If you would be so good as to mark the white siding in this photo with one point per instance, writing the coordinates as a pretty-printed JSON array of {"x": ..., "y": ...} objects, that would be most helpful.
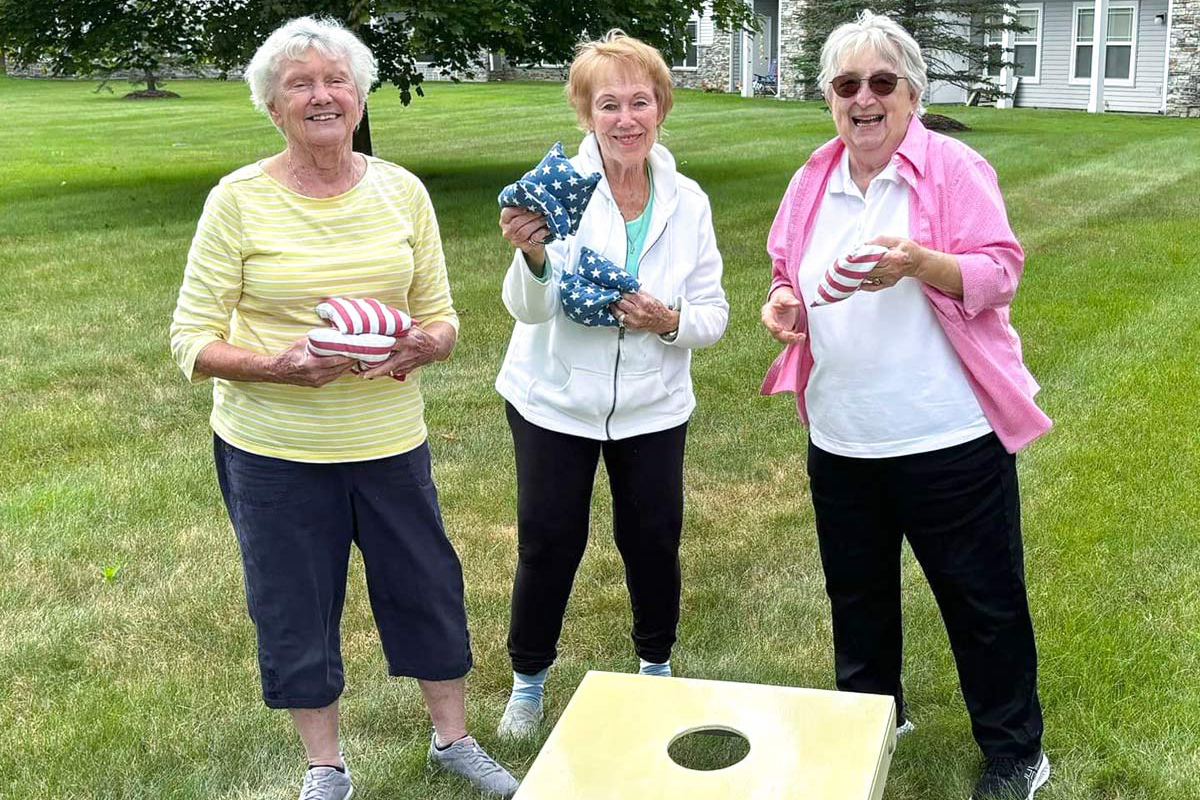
[{"x": 1056, "y": 91}]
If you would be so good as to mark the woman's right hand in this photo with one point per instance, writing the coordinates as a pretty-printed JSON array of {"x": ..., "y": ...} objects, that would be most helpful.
[
  {"x": 527, "y": 232},
  {"x": 298, "y": 367},
  {"x": 780, "y": 314}
]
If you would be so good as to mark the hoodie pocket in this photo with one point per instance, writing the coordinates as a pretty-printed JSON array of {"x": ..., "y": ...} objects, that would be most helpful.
[{"x": 586, "y": 396}]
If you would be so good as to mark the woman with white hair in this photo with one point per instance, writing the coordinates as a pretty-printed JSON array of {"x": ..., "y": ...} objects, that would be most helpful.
[
  {"x": 913, "y": 388},
  {"x": 312, "y": 455}
]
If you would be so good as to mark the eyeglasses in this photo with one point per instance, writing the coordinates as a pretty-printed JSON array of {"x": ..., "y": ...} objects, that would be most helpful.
[{"x": 881, "y": 84}]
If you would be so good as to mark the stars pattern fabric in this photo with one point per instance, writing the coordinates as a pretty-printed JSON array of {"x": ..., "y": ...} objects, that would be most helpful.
[
  {"x": 592, "y": 287},
  {"x": 555, "y": 190},
  {"x": 361, "y": 329},
  {"x": 846, "y": 275}
]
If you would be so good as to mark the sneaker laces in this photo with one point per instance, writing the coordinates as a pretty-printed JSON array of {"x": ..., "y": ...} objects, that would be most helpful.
[
  {"x": 313, "y": 782},
  {"x": 480, "y": 759}
]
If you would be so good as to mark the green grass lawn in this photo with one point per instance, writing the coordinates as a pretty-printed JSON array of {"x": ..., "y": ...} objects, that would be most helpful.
[{"x": 143, "y": 684}]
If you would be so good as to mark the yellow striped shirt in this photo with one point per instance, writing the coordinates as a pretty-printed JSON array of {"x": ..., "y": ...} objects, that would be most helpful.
[{"x": 262, "y": 259}]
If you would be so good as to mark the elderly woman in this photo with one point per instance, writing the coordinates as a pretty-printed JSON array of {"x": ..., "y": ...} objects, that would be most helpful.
[
  {"x": 915, "y": 392},
  {"x": 576, "y": 392},
  {"x": 310, "y": 455}
]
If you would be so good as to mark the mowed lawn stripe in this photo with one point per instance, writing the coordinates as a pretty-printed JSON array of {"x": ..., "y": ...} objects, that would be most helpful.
[{"x": 145, "y": 685}]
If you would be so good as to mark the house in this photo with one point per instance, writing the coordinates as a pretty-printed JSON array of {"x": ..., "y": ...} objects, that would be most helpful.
[{"x": 1147, "y": 50}]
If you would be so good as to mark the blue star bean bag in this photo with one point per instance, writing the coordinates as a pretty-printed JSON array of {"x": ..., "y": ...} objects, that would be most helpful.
[
  {"x": 553, "y": 190},
  {"x": 592, "y": 287}
]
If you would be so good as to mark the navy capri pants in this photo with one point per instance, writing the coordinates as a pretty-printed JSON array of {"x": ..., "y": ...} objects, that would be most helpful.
[{"x": 295, "y": 523}]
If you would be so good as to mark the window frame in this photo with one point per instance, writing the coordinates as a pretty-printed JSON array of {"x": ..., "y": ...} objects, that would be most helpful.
[
  {"x": 694, "y": 22},
  {"x": 1133, "y": 5}
]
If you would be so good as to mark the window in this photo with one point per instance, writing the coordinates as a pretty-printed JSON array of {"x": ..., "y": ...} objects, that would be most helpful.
[
  {"x": 1026, "y": 52},
  {"x": 1119, "y": 47},
  {"x": 690, "y": 60},
  {"x": 1027, "y": 46}
]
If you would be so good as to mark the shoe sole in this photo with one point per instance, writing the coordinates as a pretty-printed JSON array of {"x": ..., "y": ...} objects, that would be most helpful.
[{"x": 1039, "y": 777}]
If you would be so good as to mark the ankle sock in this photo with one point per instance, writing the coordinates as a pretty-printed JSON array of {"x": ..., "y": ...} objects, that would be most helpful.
[
  {"x": 528, "y": 689},
  {"x": 651, "y": 668}
]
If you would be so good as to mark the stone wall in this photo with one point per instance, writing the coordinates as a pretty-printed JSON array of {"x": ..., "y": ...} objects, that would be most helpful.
[
  {"x": 504, "y": 71},
  {"x": 713, "y": 73},
  {"x": 1183, "y": 66}
]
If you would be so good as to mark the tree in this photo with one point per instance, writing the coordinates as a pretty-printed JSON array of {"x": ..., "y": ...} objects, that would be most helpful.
[
  {"x": 91, "y": 37},
  {"x": 942, "y": 28},
  {"x": 453, "y": 34}
]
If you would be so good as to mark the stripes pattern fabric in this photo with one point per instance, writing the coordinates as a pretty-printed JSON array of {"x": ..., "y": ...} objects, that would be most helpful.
[
  {"x": 363, "y": 329},
  {"x": 556, "y": 191},
  {"x": 262, "y": 260},
  {"x": 366, "y": 348},
  {"x": 364, "y": 316},
  {"x": 592, "y": 287},
  {"x": 846, "y": 275}
]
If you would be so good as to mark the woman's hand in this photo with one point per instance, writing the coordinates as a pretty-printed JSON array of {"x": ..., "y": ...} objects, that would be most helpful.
[
  {"x": 298, "y": 367},
  {"x": 780, "y": 314},
  {"x": 645, "y": 312},
  {"x": 907, "y": 259},
  {"x": 527, "y": 232},
  {"x": 419, "y": 347}
]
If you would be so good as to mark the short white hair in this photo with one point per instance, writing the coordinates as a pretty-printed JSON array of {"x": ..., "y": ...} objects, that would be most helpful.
[
  {"x": 885, "y": 37},
  {"x": 293, "y": 40}
]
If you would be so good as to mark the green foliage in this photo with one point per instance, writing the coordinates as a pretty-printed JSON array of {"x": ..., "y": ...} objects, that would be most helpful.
[
  {"x": 149, "y": 687},
  {"x": 949, "y": 31},
  {"x": 453, "y": 34},
  {"x": 109, "y": 572},
  {"x": 102, "y": 36}
]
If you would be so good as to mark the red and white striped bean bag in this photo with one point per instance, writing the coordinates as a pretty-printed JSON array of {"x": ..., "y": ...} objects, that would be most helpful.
[
  {"x": 847, "y": 274},
  {"x": 361, "y": 329},
  {"x": 366, "y": 348},
  {"x": 364, "y": 316}
]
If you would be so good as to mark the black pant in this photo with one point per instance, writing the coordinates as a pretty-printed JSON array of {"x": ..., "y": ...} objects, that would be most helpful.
[
  {"x": 295, "y": 523},
  {"x": 960, "y": 511},
  {"x": 555, "y": 477}
]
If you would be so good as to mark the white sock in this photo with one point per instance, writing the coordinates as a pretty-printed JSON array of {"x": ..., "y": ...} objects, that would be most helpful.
[
  {"x": 651, "y": 668},
  {"x": 528, "y": 687}
]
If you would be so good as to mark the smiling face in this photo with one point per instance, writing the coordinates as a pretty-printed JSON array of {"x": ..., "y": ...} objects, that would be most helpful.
[
  {"x": 625, "y": 118},
  {"x": 316, "y": 103},
  {"x": 871, "y": 126}
]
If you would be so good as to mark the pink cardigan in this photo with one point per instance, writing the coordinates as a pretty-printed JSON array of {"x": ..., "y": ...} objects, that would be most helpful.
[{"x": 954, "y": 208}]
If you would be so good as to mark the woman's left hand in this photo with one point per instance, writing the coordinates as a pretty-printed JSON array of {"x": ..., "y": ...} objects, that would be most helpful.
[
  {"x": 907, "y": 259},
  {"x": 645, "y": 312},
  {"x": 412, "y": 350},
  {"x": 904, "y": 259}
]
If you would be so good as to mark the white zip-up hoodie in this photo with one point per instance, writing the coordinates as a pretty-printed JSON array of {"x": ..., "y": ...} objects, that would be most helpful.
[{"x": 607, "y": 383}]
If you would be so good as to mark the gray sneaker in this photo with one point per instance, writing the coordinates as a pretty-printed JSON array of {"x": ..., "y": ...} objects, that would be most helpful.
[
  {"x": 521, "y": 719},
  {"x": 467, "y": 759},
  {"x": 327, "y": 783}
]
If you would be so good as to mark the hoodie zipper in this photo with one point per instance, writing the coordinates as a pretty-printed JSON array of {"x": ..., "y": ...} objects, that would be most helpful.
[{"x": 621, "y": 330}]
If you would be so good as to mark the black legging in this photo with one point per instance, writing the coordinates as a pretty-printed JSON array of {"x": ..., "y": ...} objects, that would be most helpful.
[
  {"x": 555, "y": 476},
  {"x": 960, "y": 511}
]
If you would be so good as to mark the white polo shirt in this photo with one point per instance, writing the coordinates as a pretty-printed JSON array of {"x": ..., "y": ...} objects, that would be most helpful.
[{"x": 885, "y": 379}]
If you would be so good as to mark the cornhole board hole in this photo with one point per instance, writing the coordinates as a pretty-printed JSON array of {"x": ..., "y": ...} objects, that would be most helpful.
[{"x": 611, "y": 743}]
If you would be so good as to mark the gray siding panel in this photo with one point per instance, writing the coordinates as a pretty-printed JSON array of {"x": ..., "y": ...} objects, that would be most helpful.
[{"x": 1056, "y": 91}]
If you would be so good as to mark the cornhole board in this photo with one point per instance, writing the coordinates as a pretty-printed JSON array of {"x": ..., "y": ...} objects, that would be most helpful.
[{"x": 611, "y": 743}]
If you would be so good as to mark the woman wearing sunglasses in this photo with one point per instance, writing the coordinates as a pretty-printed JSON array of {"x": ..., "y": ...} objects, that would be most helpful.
[{"x": 915, "y": 394}]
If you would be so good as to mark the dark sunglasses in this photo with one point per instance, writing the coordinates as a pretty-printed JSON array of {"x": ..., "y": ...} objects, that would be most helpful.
[{"x": 881, "y": 84}]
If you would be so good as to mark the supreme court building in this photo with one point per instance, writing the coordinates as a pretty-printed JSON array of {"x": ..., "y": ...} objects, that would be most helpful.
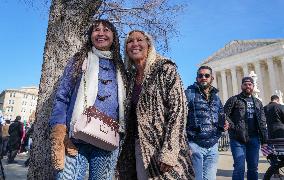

## Task requirements
Print the stretch of the data from the line with "If you would be so good as to mark the dark" through its last line, exactly and with both ends kept. Omit pictures.

## Answer to this problem
If you would be so good as to mark the dark sunglasses in this photo with one point per instance, writing the coordinates as a pretty-printed JSON array of {"x": ..., "y": ...} objects, that would be most helpful.
[{"x": 881, "y": 84}]
If you would be so good as to mark the supreme court building in this photo with one point per instance, writing the coordinates as a pretty-printed JSON array of {"x": ..., "y": ...} objects, that would be most helpful.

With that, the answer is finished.